# The problem:
Find the lines below that contain the string "volleyball". Copy each one.

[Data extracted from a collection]
===
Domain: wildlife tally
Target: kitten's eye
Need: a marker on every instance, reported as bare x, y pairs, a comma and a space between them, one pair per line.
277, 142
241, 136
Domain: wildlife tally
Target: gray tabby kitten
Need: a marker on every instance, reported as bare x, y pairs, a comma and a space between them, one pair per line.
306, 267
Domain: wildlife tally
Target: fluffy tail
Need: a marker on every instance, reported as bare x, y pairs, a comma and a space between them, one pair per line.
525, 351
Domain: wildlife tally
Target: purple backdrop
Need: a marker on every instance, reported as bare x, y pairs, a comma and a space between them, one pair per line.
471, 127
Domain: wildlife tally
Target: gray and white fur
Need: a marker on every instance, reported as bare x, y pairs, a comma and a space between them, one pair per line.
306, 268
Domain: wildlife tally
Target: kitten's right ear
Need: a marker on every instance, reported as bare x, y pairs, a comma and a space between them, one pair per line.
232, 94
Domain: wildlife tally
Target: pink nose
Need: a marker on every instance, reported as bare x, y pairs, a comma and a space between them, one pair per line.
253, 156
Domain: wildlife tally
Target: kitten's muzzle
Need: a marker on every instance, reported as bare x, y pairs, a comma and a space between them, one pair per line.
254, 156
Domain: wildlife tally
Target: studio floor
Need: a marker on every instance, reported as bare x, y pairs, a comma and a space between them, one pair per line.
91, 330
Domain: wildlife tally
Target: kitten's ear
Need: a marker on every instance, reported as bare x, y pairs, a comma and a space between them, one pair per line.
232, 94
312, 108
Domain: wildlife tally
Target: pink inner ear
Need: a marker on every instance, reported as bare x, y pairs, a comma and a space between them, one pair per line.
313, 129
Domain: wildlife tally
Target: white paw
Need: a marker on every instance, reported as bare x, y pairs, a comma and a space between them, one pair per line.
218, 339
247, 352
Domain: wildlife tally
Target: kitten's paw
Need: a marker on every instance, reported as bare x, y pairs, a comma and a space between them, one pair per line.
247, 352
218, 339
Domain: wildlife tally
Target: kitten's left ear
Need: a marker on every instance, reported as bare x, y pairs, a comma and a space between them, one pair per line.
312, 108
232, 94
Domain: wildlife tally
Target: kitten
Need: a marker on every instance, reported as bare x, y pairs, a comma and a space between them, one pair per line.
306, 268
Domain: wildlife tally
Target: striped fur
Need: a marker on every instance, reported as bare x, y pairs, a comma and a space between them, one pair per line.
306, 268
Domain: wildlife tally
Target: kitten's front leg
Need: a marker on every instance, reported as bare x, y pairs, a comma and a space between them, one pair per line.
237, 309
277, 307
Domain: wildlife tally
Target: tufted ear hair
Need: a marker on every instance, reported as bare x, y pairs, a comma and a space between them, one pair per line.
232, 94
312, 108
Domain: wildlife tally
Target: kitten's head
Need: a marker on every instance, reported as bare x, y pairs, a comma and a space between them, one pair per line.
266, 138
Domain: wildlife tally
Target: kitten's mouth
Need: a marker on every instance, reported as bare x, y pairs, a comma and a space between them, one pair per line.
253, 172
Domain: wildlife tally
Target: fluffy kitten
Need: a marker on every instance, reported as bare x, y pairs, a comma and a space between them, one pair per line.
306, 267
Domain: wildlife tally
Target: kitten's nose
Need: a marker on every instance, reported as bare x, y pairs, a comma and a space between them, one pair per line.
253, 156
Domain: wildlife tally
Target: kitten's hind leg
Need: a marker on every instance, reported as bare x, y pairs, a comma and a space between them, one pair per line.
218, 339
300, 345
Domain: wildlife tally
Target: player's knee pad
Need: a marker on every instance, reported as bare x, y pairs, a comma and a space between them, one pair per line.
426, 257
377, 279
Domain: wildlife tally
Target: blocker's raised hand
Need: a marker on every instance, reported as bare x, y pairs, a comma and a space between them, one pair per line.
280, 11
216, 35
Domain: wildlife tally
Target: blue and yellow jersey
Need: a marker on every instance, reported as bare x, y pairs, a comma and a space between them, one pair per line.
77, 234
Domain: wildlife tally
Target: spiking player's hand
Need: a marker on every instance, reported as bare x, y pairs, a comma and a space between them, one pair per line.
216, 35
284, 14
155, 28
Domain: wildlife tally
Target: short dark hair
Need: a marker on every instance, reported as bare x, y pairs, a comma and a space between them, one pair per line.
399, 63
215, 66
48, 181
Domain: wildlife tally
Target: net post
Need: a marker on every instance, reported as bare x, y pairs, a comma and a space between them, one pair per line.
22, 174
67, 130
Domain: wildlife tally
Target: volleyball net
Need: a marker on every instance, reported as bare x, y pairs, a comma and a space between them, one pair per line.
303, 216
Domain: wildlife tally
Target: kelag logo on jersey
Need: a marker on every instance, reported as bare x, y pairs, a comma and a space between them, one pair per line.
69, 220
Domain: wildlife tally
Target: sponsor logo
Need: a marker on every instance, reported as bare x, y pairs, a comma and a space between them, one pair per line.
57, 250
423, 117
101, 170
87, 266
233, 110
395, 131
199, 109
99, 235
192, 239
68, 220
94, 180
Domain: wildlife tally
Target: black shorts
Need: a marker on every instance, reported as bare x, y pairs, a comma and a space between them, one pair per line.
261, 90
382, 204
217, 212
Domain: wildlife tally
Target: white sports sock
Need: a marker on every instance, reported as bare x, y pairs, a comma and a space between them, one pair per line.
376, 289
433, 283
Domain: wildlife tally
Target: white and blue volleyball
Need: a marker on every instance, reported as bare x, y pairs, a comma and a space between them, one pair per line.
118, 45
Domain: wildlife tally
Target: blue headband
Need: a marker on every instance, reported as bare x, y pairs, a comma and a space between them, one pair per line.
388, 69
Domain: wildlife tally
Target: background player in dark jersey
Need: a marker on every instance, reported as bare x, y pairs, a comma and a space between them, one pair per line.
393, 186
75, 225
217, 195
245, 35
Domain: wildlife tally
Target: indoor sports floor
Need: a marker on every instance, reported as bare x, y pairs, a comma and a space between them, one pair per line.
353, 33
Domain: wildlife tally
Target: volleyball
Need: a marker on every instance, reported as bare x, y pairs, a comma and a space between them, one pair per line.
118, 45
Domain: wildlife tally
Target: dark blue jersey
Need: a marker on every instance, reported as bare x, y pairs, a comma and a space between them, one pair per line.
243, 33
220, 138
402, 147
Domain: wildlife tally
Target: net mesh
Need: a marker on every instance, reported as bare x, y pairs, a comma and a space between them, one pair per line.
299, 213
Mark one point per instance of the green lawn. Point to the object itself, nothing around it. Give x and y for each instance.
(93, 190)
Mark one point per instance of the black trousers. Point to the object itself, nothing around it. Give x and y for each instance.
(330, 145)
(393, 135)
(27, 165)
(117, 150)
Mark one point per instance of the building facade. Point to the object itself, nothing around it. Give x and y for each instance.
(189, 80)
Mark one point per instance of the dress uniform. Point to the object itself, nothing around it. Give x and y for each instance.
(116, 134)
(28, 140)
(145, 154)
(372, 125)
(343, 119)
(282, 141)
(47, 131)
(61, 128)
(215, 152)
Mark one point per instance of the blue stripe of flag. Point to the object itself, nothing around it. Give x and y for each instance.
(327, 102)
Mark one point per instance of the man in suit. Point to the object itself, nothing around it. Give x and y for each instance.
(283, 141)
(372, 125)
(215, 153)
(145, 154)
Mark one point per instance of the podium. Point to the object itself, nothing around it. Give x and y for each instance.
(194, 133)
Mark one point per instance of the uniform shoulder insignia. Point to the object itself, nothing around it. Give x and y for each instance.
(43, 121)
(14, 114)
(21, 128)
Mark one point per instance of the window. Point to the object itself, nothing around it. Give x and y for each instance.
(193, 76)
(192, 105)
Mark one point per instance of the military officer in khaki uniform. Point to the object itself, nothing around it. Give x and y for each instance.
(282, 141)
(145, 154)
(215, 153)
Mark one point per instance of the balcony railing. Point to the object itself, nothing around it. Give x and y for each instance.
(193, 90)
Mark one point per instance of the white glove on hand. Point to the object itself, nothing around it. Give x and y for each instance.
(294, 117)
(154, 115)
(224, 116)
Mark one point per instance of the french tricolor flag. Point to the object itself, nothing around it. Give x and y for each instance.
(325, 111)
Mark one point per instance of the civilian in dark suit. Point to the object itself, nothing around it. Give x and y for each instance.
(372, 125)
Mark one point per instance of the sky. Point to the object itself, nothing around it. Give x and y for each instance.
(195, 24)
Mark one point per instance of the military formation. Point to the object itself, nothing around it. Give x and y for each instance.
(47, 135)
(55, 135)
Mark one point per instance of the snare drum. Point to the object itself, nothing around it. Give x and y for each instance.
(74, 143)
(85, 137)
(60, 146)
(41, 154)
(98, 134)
===
# Task solution:
Target: volleyball net
Target: white and blue volleyball
Target: volleyball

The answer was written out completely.